**Exercise tasks**
1. Check each statement below against the thread about the Norton payment. For each one, answer yes or no and quote the deciding words from that thread exactly.
(a) TheRebelRam told Norton about the new card issued the previous year.
(b) Willy Fogg says that changing a card number doesn't make a difference.
(c) MaryBe got a reply from Norton to her email.
2. Carry on the thread about the Norton payment from the point where it stops.

**Passage to read**
# Unauthorized payment to Norton taken from Visa



## TheRebelRam (1 Aug 2010)

Just wondering if this has happened to anyone else?
An auto renew payment was taken from my Visa account by Norton Security last week. The issue I have with it is that I had a new card issued last Autumn and didn't inform Norton or update anywhere. 
When I logged inot my Norton account it asks for my CC to be updated.
It seems Norton 'somehow' found the details of my new CC and made the withdrawl. 
I have been onto Norton and have been told I will be getting a full refund but have been given no explination as to how they got my other card details. 
I have e-mailed Visa to complain on the matter and was just wondering here if anyone else had a similar experience?


----------



## Willy Fogg (1 Aug 2010)

They didn't "find" the new details. Norton has what is called "continuous authorisation to debit" which means that when the charge is presented to your bank, the bank must pass the transaction on to your new card.

Changing a card number doesn't make a difference.


----------



## MaryBe (1 Aug 2010)

TheRebelRam said:


> Just wondering if this has happened to anyone else?
> I have been onto Norton and have been told I will be getting a full refund but have been given no explination as to how they got my other card details.


 Can you please give me the email address or phone number as we have had the same thing happen.  I did email norton but no reply so I assume it was the wrong email address.  Many thanks


----------



## Joe Q Public (1 Aug 2010)

Chargeback the transactions if they are unauthorised.


----------



## TheRebelRam (1 Aug 2010)

www.mynortonaccount.com is where you can log on to cancel the payment or get a refund. 
Thanks for the info willy, I always assumed once your number was changed all previous transactions and arrangements would be too. 

They have agreed to a full refund.


----------



## MaryBe (1 Aug 2010)

Thank you TheRebelRam,  I am now getting a full refund.


----------



## roker (1 Aug 2010)

**Records supplied**
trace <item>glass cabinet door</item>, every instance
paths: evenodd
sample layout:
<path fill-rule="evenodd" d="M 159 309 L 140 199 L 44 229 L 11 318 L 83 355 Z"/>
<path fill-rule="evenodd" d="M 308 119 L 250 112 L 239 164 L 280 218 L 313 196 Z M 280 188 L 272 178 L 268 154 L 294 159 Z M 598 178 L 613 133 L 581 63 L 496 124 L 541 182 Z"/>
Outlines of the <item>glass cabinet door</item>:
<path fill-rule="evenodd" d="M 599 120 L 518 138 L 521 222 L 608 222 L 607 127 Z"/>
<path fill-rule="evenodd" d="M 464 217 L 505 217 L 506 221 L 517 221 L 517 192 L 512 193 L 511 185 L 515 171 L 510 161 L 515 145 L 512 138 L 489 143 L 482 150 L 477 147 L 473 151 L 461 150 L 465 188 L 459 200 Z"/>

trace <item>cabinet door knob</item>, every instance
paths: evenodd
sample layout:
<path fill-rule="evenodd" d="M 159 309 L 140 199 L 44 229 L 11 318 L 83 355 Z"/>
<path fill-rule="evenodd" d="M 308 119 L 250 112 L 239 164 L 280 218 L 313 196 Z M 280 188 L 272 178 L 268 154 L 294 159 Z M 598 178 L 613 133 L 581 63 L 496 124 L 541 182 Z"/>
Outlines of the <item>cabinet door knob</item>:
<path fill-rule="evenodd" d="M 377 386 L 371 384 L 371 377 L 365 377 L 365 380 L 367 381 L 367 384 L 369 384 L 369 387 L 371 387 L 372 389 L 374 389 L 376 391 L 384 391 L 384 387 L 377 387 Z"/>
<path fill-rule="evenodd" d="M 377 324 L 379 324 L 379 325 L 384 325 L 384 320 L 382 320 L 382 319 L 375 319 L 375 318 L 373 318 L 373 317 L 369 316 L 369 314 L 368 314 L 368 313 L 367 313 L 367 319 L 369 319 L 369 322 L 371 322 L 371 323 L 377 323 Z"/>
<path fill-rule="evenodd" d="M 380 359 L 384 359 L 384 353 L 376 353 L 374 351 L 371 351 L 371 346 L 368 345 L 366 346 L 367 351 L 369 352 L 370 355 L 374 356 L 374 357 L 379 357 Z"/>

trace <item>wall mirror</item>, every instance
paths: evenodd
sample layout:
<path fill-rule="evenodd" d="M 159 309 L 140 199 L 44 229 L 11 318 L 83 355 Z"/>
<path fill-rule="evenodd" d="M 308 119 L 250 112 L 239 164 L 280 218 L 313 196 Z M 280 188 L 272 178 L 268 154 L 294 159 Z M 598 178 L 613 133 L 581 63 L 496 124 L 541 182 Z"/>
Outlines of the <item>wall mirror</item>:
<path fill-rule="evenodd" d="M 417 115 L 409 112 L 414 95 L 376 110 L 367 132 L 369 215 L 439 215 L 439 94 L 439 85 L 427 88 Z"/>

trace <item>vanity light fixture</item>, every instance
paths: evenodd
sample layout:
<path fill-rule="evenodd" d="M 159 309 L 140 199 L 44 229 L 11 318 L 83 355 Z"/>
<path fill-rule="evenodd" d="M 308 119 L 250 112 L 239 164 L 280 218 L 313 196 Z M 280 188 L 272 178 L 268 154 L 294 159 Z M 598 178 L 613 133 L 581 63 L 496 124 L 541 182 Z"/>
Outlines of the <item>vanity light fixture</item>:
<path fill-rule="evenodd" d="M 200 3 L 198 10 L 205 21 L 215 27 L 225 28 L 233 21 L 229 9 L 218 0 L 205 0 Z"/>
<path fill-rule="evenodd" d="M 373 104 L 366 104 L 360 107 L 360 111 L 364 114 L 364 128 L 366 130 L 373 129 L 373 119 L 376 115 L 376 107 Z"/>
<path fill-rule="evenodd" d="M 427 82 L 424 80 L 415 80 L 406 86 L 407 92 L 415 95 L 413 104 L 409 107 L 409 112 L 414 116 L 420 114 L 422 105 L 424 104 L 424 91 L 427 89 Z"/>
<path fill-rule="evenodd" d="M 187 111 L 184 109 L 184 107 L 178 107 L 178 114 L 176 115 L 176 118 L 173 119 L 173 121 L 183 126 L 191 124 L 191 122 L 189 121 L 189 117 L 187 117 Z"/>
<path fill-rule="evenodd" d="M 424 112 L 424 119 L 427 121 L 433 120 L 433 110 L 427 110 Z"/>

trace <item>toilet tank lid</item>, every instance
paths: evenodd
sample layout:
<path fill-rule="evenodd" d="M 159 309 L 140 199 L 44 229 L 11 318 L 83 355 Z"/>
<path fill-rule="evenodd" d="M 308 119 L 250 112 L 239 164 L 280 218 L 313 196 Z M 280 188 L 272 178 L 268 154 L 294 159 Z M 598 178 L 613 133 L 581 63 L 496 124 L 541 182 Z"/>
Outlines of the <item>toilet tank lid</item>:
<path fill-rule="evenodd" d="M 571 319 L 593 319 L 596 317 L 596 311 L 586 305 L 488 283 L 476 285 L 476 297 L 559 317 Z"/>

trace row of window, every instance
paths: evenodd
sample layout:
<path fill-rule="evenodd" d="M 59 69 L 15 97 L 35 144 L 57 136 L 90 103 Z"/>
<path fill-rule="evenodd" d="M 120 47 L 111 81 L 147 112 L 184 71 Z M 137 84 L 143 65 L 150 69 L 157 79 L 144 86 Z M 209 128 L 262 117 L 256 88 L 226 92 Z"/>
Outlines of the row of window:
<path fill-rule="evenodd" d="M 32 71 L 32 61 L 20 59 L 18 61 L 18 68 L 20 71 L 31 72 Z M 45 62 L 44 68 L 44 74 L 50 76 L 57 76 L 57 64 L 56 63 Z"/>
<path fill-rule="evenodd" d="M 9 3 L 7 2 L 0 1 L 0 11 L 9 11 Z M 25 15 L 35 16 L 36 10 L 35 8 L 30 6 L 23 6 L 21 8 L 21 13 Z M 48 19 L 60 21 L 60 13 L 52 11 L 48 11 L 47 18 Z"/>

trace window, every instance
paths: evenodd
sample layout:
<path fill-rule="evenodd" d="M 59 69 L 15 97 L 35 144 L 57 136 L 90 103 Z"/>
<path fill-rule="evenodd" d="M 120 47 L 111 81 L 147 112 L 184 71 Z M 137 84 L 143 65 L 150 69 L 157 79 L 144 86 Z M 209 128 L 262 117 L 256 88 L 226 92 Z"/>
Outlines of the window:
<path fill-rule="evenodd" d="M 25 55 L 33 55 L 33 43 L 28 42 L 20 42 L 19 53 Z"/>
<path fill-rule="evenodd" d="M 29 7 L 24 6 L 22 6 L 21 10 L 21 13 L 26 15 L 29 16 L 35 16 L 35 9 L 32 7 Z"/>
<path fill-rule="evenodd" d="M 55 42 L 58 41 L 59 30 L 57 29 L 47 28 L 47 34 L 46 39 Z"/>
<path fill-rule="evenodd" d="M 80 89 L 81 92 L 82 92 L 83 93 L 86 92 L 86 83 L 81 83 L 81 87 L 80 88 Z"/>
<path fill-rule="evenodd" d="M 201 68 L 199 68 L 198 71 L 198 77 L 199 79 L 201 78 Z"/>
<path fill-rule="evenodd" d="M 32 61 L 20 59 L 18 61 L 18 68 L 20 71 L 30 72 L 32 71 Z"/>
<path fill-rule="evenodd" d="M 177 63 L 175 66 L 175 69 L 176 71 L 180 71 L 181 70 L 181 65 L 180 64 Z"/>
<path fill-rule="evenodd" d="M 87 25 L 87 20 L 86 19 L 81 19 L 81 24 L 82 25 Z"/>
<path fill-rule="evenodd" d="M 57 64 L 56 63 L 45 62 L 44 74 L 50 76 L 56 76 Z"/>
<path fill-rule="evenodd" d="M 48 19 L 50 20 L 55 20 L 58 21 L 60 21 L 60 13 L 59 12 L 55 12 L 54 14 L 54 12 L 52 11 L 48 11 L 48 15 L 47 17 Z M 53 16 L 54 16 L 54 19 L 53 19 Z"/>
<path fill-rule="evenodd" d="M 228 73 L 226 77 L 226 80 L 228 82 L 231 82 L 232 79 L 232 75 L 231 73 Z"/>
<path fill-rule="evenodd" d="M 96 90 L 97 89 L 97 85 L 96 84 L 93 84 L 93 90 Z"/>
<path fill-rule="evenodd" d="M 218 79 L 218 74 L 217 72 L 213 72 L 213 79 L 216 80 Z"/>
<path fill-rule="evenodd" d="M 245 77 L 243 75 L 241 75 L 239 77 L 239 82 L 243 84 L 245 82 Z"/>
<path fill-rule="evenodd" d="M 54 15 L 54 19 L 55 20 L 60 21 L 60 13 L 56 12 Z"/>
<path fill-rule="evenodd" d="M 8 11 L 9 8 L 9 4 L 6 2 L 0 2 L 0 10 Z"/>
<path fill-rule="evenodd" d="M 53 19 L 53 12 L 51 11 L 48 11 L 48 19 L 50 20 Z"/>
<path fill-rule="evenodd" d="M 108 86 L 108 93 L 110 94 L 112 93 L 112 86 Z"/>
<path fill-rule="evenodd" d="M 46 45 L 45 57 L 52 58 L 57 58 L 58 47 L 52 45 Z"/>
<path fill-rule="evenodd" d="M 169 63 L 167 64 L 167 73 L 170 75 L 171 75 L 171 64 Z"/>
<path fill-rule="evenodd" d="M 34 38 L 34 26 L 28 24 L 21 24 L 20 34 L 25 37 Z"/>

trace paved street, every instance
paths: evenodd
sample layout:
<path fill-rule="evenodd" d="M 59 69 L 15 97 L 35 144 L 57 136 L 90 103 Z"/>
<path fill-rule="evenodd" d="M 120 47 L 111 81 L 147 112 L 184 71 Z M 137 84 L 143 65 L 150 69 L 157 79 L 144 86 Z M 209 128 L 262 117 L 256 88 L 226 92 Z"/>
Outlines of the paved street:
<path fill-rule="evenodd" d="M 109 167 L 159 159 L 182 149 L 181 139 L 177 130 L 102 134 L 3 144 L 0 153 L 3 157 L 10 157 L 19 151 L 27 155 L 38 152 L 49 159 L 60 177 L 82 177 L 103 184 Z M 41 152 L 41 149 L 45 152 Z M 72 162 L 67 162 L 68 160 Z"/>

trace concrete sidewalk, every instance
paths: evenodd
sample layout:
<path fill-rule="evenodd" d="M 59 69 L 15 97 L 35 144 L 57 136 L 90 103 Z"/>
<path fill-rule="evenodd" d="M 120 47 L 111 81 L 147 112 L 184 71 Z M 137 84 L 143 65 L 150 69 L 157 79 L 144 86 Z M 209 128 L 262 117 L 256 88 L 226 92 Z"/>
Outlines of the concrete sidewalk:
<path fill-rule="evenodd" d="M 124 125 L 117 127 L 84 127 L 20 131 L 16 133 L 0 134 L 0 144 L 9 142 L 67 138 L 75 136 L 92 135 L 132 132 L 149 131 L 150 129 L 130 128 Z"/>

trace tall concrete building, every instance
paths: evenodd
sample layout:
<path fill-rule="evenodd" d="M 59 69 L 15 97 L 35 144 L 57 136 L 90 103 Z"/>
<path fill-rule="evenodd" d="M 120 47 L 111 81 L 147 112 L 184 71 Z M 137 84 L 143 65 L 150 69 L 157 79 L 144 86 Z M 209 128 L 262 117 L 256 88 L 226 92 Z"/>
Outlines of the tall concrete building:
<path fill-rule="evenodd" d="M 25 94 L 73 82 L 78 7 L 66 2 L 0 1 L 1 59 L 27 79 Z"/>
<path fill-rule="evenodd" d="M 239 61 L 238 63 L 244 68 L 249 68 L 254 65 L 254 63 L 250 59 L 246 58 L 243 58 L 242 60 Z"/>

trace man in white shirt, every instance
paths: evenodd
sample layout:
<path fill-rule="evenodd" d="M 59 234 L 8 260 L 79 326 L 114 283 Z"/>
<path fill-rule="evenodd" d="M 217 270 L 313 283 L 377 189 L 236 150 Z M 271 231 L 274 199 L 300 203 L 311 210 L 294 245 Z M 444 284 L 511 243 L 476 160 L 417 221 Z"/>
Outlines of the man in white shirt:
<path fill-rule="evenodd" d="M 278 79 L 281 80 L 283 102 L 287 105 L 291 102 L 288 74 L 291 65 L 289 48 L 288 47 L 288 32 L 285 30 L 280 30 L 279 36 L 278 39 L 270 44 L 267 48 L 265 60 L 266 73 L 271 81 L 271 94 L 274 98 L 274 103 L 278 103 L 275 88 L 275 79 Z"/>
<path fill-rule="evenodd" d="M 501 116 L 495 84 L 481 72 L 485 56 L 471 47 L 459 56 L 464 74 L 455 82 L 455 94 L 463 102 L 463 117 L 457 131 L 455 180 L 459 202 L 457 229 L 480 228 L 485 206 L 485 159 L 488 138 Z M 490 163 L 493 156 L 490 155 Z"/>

**Solved problems**
1.
(a) No: "didn't inform Norton or update anywhere."
(b) Yes: "Changing a card number doesn't make a difference."
(c) No: "I did email norton but no reply"

2.
Norton is not the only company doing this. You did agree to an automatic update each year, if the read the agreement. I refused to purchase because of this, if more people refuse they will soon stop this practice.


----------



## RSMike (3 Aug 2010)

*McAfee do it also*

Norton and McAfee were [broken link removed] over this practice in the US last year.

Since then McAfee while not discontinuing the practice have made it a lot more up front and easier to disable.

Pretty shoddy practice I think though from so called security firms.

If you google this looks like another consumer in New York has sued McAfee again this year.


----------



## TheRebelRam (4 Aug 2010)

Just checked the bank and the full amount has been refunded. There still must be a large amount of customers that don't check their e-mails or their statments too often to make it a highly profitable action.


----------



## AlbacoreA (4 Aug 2010)

I assume thats why they are relying on. Norton especially must have a high rate of cancellations.


----------



## Joe Q Public (4 Aug 2010)

Indeed, as it is a vastly inferior product when compared to free products such as AVG.


----------



## Nutso (6 Aug 2010)

I also had this problem but the CC company did a chargeback as soon as I informed them.  It's a very sneaky practice and I won't buy any online antivirus now because of it.


----------



## damomac (11 Aug 2010)

I heard that when purchasing Norton Anti Virus or Norton Internet Security online, you are automatically signed up to Norton for the following 12 months and they may also force you to purchase the more expensive 360 product so be sure to read the small print !


----------



## Lomond (11 Aug 2010)

Happened to me as well and I totally missed the fact that in signing up I was authorising a future deduction. I mailed Norton and seems there was a box I should have unticked. Have to say once I told them about it, they refunded the money to my account quite sharply.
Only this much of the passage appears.